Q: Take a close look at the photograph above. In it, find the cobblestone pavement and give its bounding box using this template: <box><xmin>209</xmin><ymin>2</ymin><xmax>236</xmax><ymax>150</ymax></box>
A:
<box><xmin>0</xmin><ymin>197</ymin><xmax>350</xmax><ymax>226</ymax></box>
::::::::
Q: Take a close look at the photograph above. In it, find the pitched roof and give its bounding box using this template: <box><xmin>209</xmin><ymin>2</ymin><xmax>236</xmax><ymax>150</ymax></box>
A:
::::::::
→ **What to work on**
Count how many lines in the records above contain the word "this", and reply with only that number.

→ **Final answer**
2